GIVEN TEXT:
● ● ● ● ● ● ●

The artist’s projects range in size and scope, but they all ultimately underscore how humanity can easily devastate the environment—but also how we can just as easily give something back. For instance, her AgBag—sacks made from diaper technology to adjust to changes in moisture filled with soil—can be installed on building façades, draped over parking deck rails, or otherwise integrated into existing manmade structures. Once planted, they can increase the leaf area index of a city to help improve its air quality.

On a smaller, species-specific level, “Moth Cinema” seeks to make light pollution less of a hazard for our winged nighttime friends, while also providing entertainment for humans. The artist shoots light over a garden filled with moth-tested-and-approved plants. The shadows of the moths and other nocturnal insects as they flit around are projected onto screens or blank walls.

The difficulty with activism art like “Moth Cinema” is that, although momentarily comforting and beautifully utopian, it doesn’t always provide answers to the big questions of environmental sustainability. But Jeremijenko isn’t trying to answer the big questions, per se. Instead, she seeks to address, in her words, “the crisis of agency, that sense of ‘what can we do’ that everyone feels” when the topic of global warming comes up.

During the panel discussion, Jean Case, co-founder of The Case Foundation, and Megan Smith, the United States Chief Technology Officer in the White House Office of Science and Technology Policy, joined Jeremijenko to discuss women’s contributions to innovations in technology. While these accomplished women seemed to have much to say on the matter, the conversation was jumbled and often veered toward self-promotion.

● ● ● ● ● ● ●

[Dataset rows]
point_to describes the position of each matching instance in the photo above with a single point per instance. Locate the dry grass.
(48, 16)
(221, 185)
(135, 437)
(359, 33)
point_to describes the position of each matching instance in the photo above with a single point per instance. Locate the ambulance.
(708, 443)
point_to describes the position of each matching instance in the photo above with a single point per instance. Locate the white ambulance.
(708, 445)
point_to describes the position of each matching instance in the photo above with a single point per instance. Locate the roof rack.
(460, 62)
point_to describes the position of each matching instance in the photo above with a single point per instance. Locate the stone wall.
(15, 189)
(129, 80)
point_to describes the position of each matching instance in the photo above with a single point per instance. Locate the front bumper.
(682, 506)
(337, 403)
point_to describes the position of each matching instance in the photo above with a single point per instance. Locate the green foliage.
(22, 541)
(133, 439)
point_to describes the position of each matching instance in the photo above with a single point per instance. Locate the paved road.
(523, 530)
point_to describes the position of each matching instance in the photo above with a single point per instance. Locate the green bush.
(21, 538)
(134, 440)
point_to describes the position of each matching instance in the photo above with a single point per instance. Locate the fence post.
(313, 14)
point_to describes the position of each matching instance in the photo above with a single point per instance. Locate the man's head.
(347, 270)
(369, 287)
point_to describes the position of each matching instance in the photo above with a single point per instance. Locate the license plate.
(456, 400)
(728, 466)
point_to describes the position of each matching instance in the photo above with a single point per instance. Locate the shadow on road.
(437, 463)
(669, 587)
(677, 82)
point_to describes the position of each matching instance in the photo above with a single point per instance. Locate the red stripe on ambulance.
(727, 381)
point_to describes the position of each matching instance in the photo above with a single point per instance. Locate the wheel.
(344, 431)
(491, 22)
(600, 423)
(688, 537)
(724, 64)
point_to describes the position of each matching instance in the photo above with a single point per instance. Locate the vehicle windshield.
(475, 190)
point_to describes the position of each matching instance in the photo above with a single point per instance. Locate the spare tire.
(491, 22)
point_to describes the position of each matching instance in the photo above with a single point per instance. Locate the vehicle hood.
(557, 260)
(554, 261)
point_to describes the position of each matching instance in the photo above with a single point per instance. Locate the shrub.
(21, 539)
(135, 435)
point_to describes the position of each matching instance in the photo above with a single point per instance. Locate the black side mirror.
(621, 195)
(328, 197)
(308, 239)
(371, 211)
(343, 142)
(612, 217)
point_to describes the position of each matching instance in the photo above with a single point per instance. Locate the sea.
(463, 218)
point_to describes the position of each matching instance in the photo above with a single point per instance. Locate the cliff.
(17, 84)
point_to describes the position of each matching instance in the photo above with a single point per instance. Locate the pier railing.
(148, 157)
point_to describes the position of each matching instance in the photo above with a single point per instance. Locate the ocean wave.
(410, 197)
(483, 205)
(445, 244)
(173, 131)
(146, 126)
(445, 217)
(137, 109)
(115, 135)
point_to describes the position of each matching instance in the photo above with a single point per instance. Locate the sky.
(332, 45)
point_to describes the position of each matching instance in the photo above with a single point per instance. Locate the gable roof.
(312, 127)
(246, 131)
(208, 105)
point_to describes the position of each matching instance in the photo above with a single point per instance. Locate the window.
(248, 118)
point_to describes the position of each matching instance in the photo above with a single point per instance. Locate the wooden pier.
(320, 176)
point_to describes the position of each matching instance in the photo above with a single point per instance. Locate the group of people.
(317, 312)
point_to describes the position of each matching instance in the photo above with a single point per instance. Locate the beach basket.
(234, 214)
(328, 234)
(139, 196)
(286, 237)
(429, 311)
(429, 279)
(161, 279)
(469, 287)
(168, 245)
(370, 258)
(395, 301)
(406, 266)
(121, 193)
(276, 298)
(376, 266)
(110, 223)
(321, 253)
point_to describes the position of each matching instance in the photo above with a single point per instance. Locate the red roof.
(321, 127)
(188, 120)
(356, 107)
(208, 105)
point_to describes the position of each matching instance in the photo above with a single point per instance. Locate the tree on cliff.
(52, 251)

● ● ● ● ● ● ●

AIM:
According to the passage on environmental art, what are the AgBag sacks made from? The entries were taken from a source separate from the passage.

WRITTEN RESPONSE:
They are made from diaper technology, which lets them adjust to changes in moisture, and they are filled with soil.